_SELECTED EXCERPT:_
Electronic Arts is one of the largest global developers and publishers of video games... Show more
Electronic Arts' Q4 FY26 results, for the quarter ended March 31, 2026, cap a pivotal year amid a proposed $55 billion acquisition by an investor consortium led by the Public Investment Fund. This earnings release underscores the resilience of EA's live services model and blockbuster franchises like Battlefield 6, which set fiscal-year records, and EA SPORTS FC, up mid-single digits. Investors are watching closely as net bookings growth signals sustained player engagement in a competitive gaming landscape. With no forward guidance provided due to the pending deal, these figures offer critical insight into operational health and potential synergies post-close, influencing valuation in ongoing regulatory scrutiny.
EA delivered Q4 net revenue of $2.120 billion, surpassing analyst consensus of $1.98-$1.99 billion and up 12% from $1.895 billion in Q4 FY25. Full game net revenue jumped 39% to $609 million, fueled by Battlefield 6's strong performance, while live services and other rose 4% to $1.511 billion.

_SHORT EXERCISE:_
Please reproduce the EA earnings summary word for word, from "Electronic Arts is" up to and including "ongoing regulatory scrutiny.". The entries that follow the EA earnings summary aren't needed for anything here.

Source records:

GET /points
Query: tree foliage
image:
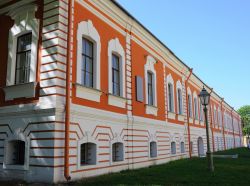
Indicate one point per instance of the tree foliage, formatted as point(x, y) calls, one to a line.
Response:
point(245, 119)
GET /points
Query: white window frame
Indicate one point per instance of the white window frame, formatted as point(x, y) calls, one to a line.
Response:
point(87, 30)
point(171, 81)
point(190, 105)
point(179, 86)
point(88, 138)
point(22, 137)
point(173, 151)
point(24, 22)
point(149, 67)
point(196, 108)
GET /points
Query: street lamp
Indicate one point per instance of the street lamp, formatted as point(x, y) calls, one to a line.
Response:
point(205, 98)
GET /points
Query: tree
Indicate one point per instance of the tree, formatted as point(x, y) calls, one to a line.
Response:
point(245, 119)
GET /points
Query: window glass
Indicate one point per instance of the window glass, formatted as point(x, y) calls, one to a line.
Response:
point(116, 75)
point(150, 89)
point(23, 57)
point(87, 63)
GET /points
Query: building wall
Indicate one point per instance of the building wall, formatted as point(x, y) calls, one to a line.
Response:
point(95, 115)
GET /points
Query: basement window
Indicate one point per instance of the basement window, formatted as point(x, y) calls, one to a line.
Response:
point(153, 149)
point(88, 154)
point(173, 148)
point(16, 153)
point(117, 152)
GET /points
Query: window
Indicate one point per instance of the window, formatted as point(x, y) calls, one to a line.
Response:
point(116, 75)
point(170, 98)
point(182, 147)
point(88, 154)
point(23, 56)
point(191, 147)
point(179, 96)
point(117, 152)
point(87, 63)
point(196, 108)
point(16, 153)
point(153, 149)
point(190, 106)
point(201, 112)
point(150, 88)
point(173, 148)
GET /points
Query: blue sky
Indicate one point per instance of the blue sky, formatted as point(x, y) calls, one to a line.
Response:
point(205, 35)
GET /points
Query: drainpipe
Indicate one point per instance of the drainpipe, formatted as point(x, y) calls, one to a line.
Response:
point(189, 140)
point(67, 106)
point(223, 126)
point(233, 125)
point(211, 120)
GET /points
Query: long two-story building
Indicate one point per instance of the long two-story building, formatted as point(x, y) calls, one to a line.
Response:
point(85, 89)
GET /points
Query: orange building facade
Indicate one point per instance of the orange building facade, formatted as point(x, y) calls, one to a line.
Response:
point(87, 90)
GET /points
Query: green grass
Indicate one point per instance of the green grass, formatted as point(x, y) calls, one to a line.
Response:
point(184, 172)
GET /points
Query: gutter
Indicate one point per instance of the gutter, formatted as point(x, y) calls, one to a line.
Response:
point(67, 106)
point(189, 139)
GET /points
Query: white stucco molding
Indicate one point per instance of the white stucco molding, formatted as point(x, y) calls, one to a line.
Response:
point(87, 30)
point(149, 66)
point(24, 22)
point(115, 47)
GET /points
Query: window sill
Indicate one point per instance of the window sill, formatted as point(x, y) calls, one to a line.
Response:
point(152, 110)
point(181, 117)
point(117, 101)
point(191, 120)
point(88, 93)
point(25, 90)
point(15, 167)
point(196, 121)
point(171, 115)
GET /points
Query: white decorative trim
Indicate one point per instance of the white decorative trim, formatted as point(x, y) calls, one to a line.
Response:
point(17, 135)
point(181, 117)
point(171, 81)
point(26, 90)
point(190, 94)
point(117, 101)
point(149, 66)
point(25, 22)
point(171, 115)
point(88, 138)
point(87, 30)
point(115, 47)
point(88, 93)
point(151, 110)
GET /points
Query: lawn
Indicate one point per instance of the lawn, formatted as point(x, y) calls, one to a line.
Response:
point(184, 172)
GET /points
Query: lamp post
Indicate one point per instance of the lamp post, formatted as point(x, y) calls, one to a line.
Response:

_THE RESPONSE:_
Electronic Arts is one of the largest global developers and publishers of video games... Show more
Electronic Arts' Q4 FY26 results, for the quarter ended March 31, 2026, cap a pivotal year amid a proposed $55 billion acquisition by an investor consortium led by the Public Investment Fund. This earnings release underscores the resilience of EA's live services model and blockbuster franchises like Battlefield 6, which set fiscal-year records, and EA SPORTS FC, up mid-single digits. Investors are watching closely as net bookings growth signals sustained player engagement in a competitive gaming landscape. With no forward guidance provided due to the pending deal, these figures offer critical insight into operational health and potential synergies post-close, influencing valuation in ongoing regulatory scrutiny.